*Aim of the exercise:* Rewrite only the records between the lines holding "Where can you find the snow bank?" and "point(630, 360)", inclusive. Replace "lake water" with "pond water" and keep everything else unchanged.
▬▬▬
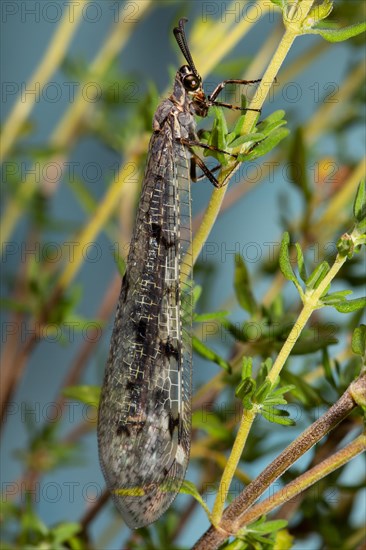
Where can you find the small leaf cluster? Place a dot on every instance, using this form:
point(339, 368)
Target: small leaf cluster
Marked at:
point(261, 394)
point(312, 282)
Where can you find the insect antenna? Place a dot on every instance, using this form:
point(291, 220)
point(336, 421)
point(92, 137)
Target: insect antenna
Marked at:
point(181, 39)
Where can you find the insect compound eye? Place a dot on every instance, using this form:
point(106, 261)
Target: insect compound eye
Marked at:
point(191, 82)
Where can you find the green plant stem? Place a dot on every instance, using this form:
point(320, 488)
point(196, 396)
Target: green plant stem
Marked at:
point(49, 64)
point(311, 302)
point(235, 515)
point(231, 466)
point(67, 129)
point(218, 195)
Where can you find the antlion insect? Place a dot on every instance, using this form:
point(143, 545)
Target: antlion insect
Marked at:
point(145, 412)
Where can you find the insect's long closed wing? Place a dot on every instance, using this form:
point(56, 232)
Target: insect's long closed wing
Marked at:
point(144, 415)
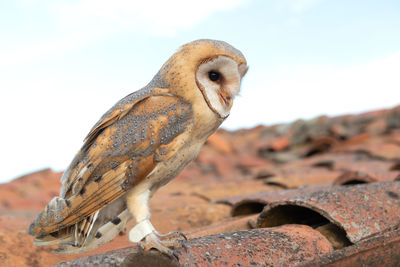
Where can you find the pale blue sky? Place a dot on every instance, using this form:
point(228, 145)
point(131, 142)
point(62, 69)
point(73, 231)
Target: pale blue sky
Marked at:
point(64, 63)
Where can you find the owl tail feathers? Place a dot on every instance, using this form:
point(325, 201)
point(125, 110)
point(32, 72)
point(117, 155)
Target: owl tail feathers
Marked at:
point(102, 235)
point(47, 221)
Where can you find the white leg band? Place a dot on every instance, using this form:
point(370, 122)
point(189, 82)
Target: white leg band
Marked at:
point(140, 230)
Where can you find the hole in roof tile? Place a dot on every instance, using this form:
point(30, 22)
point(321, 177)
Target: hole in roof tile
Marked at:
point(325, 164)
point(248, 208)
point(290, 214)
point(275, 183)
point(354, 182)
point(395, 167)
point(264, 174)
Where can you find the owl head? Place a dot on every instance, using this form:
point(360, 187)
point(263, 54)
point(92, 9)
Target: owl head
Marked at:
point(208, 69)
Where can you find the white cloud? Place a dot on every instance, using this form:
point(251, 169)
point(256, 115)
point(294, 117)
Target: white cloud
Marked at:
point(296, 6)
point(307, 91)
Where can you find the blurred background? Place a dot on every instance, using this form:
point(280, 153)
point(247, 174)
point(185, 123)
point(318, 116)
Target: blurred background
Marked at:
point(64, 63)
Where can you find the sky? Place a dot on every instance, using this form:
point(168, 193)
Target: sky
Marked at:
point(65, 63)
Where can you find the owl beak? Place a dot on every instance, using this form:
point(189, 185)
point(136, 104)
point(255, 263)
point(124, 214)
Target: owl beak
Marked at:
point(225, 98)
point(243, 68)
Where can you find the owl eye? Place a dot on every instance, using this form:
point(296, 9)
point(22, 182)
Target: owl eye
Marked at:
point(214, 76)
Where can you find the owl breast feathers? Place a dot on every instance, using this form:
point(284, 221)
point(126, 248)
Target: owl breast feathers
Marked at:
point(139, 145)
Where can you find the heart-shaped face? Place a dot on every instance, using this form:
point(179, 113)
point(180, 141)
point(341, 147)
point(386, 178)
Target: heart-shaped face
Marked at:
point(219, 79)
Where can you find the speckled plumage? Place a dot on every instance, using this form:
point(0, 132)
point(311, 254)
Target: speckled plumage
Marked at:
point(139, 145)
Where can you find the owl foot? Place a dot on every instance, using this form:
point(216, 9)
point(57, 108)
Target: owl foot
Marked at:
point(151, 241)
point(173, 235)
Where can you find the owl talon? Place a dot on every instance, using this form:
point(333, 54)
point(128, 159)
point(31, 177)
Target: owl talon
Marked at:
point(173, 235)
point(151, 241)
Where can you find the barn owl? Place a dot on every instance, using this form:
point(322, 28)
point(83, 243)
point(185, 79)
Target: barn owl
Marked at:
point(139, 145)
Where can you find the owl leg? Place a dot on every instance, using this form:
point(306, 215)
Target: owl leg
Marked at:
point(144, 232)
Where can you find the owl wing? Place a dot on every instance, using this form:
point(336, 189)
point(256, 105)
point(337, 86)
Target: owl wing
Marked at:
point(119, 152)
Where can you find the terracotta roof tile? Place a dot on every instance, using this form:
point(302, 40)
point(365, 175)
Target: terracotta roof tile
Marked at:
point(360, 210)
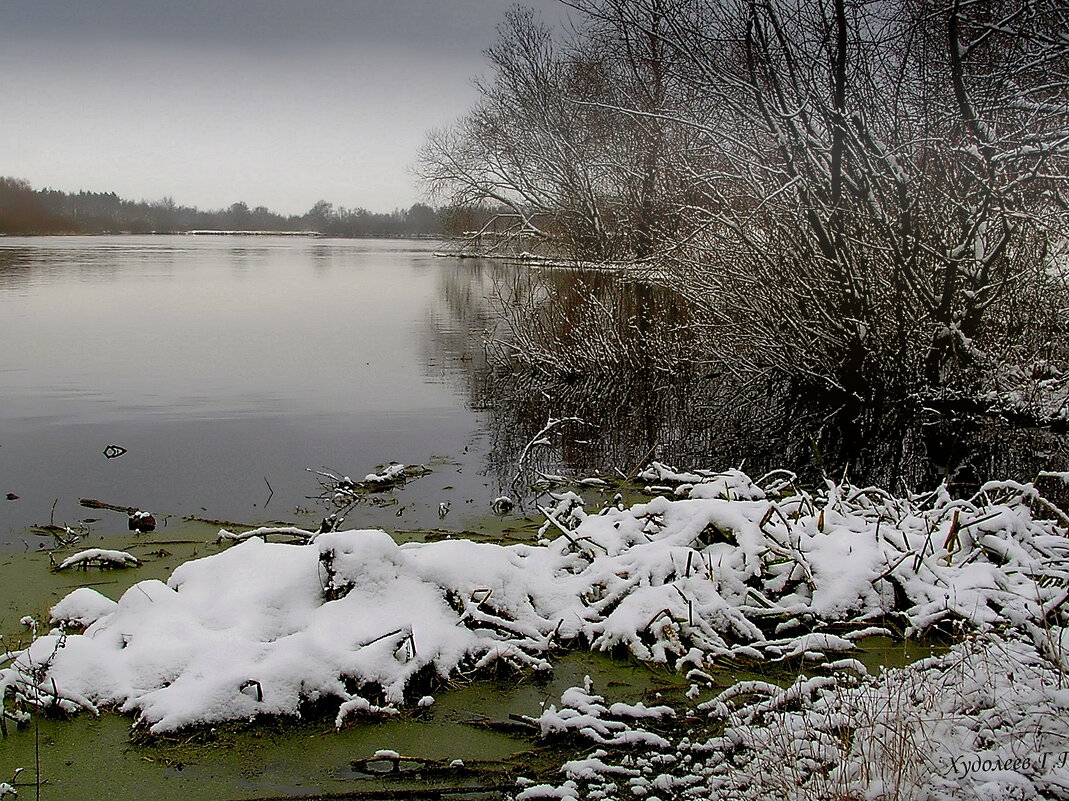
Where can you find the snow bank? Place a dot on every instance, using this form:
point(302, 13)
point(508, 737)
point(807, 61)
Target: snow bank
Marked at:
point(989, 720)
point(726, 568)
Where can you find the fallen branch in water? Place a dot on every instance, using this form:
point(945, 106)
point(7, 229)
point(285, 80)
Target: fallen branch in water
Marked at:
point(99, 556)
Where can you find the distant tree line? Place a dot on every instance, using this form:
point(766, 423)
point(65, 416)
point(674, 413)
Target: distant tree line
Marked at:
point(27, 211)
point(871, 198)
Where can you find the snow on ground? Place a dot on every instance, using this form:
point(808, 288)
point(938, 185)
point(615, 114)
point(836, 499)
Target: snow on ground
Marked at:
point(723, 567)
point(988, 720)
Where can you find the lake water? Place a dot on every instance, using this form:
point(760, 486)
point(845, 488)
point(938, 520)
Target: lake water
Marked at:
point(227, 366)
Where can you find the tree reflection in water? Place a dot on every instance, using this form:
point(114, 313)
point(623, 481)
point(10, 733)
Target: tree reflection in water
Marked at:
point(630, 360)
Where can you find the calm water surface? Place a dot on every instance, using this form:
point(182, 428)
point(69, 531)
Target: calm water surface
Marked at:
point(227, 366)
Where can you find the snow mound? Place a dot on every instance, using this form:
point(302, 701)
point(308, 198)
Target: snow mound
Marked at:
point(733, 570)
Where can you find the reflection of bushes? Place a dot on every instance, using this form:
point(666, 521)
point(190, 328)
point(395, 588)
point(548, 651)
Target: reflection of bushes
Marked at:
point(576, 323)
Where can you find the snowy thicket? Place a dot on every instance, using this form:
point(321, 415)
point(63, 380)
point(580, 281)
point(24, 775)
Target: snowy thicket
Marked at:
point(989, 720)
point(723, 567)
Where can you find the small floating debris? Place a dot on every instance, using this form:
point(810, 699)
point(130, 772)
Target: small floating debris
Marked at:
point(101, 557)
point(501, 505)
point(141, 522)
point(113, 451)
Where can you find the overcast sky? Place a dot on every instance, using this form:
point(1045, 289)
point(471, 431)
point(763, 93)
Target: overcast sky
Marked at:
point(276, 103)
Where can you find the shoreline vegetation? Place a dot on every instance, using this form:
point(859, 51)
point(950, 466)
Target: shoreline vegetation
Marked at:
point(831, 211)
point(711, 572)
point(29, 212)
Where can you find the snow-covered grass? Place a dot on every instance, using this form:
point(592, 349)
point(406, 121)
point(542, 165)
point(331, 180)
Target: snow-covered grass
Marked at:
point(722, 568)
point(988, 720)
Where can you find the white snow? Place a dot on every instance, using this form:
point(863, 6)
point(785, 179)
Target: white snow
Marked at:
point(725, 568)
point(99, 556)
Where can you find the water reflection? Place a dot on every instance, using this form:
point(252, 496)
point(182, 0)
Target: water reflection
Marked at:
point(626, 359)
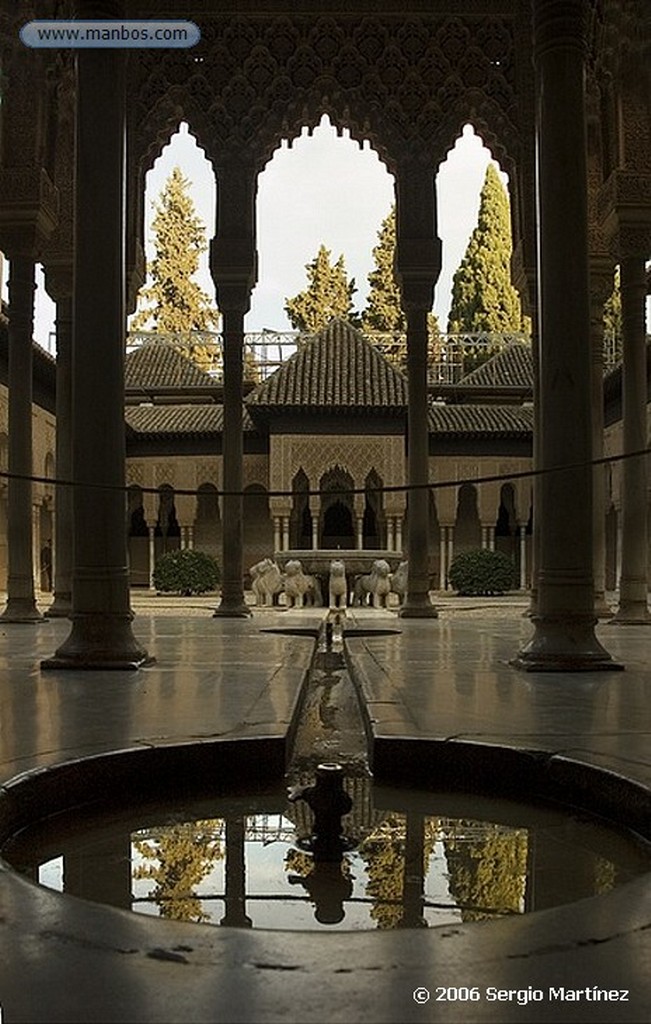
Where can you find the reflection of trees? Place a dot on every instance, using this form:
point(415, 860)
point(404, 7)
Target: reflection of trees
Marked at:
point(181, 855)
point(487, 867)
point(604, 875)
point(384, 852)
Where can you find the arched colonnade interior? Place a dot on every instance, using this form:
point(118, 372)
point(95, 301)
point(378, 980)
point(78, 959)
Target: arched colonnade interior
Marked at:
point(406, 84)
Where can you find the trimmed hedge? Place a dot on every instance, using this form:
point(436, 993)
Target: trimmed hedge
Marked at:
point(481, 571)
point(186, 572)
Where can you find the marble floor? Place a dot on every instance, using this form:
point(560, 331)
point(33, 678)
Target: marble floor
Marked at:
point(446, 680)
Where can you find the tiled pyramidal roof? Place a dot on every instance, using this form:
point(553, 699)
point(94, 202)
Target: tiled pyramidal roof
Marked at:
point(513, 367)
point(504, 421)
point(158, 365)
point(337, 369)
point(174, 420)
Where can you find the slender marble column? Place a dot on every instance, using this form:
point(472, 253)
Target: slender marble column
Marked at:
point(633, 584)
point(152, 532)
point(101, 634)
point(62, 603)
point(20, 598)
point(600, 288)
point(564, 638)
point(233, 266)
point(523, 555)
point(418, 265)
point(441, 557)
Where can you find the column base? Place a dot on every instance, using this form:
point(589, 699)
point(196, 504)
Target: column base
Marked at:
point(22, 609)
point(602, 609)
point(564, 643)
point(232, 611)
point(61, 606)
point(632, 613)
point(99, 642)
point(420, 607)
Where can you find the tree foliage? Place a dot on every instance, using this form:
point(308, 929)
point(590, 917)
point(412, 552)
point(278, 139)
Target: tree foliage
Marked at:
point(328, 295)
point(487, 876)
point(186, 571)
point(481, 571)
point(384, 306)
point(483, 298)
point(177, 858)
point(612, 323)
point(176, 303)
point(384, 312)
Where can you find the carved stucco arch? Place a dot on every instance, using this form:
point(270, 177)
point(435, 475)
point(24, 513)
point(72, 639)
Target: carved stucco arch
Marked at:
point(252, 83)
▬▬▬
*Answer to the problem:*
Where can you find the snow bank? Place a dot on every instance, using this form:
point(302, 13)
point(508, 737)
point(807, 61)
Target: snow bank
Marked at:
point(989, 720)
point(726, 568)
Where can you find the fallen branch in water? Place a dot on every instance, using this form:
point(945, 106)
point(7, 229)
point(285, 80)
Target: fallen branch in water
Marked at:
point(99, 556)
Where can you find the distant tree line? Place a dot on every instance, using this form:
point(766, 423)
point(65, 416)
point(674, 413)
Target: distant tree line
Marked at:
point(27, 211)
point(871, 198)
Where can you find the snow on ground? Place a dot on every instance, using this form:
point(808, 288)
point(938, 185)
point(615, 114)
point(836, 499)
Target: snow on ground
Marked at:
point(723, 567)
point(988, 720)
Where can you find the pond water? Place a dot on every instance, using this form:
point(760, 486)
point(845, 488)
point(938, 520)
Target: pond water
Marked at:
point(227, 366)
Where can you find the tree reflection in water? Place a dot on every instance, using this form:
point(114, 313)
point(623, 481)
point(10, 733)
Target: tree reflection in water
Marked at:
point(630, 360)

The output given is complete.